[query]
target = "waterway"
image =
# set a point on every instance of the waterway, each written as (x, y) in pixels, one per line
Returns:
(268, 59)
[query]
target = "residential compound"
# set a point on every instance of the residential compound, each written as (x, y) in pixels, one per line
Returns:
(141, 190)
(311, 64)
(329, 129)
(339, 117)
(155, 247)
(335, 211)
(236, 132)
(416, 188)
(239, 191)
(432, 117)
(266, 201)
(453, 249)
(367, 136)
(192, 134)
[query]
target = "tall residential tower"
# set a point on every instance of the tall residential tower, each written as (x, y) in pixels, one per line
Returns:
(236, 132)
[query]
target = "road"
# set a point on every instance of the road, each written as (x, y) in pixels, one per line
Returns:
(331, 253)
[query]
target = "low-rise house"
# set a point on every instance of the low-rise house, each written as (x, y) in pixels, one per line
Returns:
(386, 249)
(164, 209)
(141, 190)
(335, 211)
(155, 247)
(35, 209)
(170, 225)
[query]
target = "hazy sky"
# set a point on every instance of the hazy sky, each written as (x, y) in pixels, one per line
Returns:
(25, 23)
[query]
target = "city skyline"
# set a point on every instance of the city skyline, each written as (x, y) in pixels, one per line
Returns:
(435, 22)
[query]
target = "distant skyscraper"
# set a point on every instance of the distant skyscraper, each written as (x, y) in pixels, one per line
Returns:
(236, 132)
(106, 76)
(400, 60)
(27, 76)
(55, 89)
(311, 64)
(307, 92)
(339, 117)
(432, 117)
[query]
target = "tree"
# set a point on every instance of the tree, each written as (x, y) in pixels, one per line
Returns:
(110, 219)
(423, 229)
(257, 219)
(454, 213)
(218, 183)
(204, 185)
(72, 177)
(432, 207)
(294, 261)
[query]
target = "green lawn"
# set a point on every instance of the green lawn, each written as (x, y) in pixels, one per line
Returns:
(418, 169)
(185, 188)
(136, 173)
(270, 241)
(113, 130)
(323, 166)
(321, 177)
━━━━━━━━━━
In the listing above, find each line with the word "lawn" and copy it.

- _TASK RESPONSE_:
target = "green lawn"
# set a point on every instance of the green lawn, each written as (x, y) in pixels, one per line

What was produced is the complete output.